### [Task statement]
In the text on automated settlement, what must the Offeror's information about the parties include at a minimum?

### [Text]
>> begin

Alternatively, in this second negotiation, the Payor may decide to propose the “split and settle” option based on the last known disclosed offers in the first negotiation—i.e., $100,000 and $150,000. If the Payee agrees, then the case is settled at the mid-point, or $125,000.

The use of the settlement system is expected to result in the settlement of disputes sooner than settlement might otherwise occur, thus saving trial preparation or other litigation costs. The dynamics of each dispute will determine the point at which this settlement system will help the parties reach settlement. In some cases, it could be at the very beginning of the negotiation process. In others, it might be near the end of the process.

The second approach available to potential negotiators through the present invention is the Split and Settle option. With this approach, one party proposes to split the difference between known settlement offers to produce a binding settlement at the midpoint. As indicated above, both parties have the opportunity to signify their willingness to split the difference, but settlement is not reached unless both parties agree to this option. If either party is unwilling to split the difference, the automated negotiations will still proceed under the Confidential Offer Program

Operation of the System

The flowchart in FIG. 1 illustrates the steps of the automated settlement method of the present invention from the Offeror's point of view. As explained above, the Offeror is simply the first party to a dispute that decides to avail him/herself of the automated settlement method. The offeror can be a Payee, meaning a party expecting to receive a dollar amount in settlement, or a Payor, meaning a party expecting to pay some dollar amount.

In accordance with the present invention, the Offeror initiates the process by entering the secure automated settlement website. The home screen of the website can display an explanation of the process and the automated settlement process options. The Offeror can elect to commence the process or simply leave the home page. To initiate the automated settlement process, the Offeror first enters information about the parties and the case. At a minimum the information must include the names and e-mail addresses of the parties. Ideally, the Offeror will include information specific to the particular dispute, such as a unique identifier or case name. The dispute-specific information must be descriptive enough so that the other party can readily identify the particular dispute. This information is important where one or both of the parties are involved in several mutual negotiations, such as might arise between insurance companies. The information can also include an identification of authorized negotiators for the Offeror. This identification is helpful where several negotiators serve a single client, such as where the client is an insurance company.

>> end

### [Recorded information]
>> begin

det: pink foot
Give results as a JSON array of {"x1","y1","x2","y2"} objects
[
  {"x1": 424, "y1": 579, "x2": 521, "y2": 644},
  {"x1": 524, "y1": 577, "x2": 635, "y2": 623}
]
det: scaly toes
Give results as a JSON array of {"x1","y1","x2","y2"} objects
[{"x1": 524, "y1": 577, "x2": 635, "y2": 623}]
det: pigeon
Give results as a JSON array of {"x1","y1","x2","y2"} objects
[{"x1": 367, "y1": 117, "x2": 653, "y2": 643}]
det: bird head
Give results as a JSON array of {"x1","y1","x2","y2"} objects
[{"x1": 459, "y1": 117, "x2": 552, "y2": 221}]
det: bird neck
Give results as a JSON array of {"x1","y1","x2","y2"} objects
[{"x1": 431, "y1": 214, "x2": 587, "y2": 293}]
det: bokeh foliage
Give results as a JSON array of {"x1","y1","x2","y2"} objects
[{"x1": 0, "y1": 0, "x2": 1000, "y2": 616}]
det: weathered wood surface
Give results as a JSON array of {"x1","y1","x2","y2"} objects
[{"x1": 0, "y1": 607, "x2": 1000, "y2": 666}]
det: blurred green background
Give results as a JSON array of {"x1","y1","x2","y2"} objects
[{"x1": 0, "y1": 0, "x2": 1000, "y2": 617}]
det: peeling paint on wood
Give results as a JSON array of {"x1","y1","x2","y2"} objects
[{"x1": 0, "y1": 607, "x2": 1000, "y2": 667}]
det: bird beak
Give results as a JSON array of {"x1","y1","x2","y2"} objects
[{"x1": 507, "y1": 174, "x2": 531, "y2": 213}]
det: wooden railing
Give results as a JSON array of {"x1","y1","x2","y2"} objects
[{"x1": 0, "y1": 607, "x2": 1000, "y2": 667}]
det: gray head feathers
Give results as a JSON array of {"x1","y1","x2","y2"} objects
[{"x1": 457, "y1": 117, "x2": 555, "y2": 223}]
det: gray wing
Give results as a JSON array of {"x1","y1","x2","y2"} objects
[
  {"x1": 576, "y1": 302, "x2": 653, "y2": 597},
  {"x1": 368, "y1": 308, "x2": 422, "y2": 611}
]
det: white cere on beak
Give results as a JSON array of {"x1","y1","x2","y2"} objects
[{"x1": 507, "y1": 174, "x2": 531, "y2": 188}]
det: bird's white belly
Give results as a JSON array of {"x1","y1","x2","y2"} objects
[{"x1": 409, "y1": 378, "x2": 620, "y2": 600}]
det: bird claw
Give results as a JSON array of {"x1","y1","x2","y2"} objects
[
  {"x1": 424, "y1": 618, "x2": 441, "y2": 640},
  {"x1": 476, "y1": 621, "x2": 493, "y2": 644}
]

>> end

### [Result below]
The names and e-mail addresses of the parties.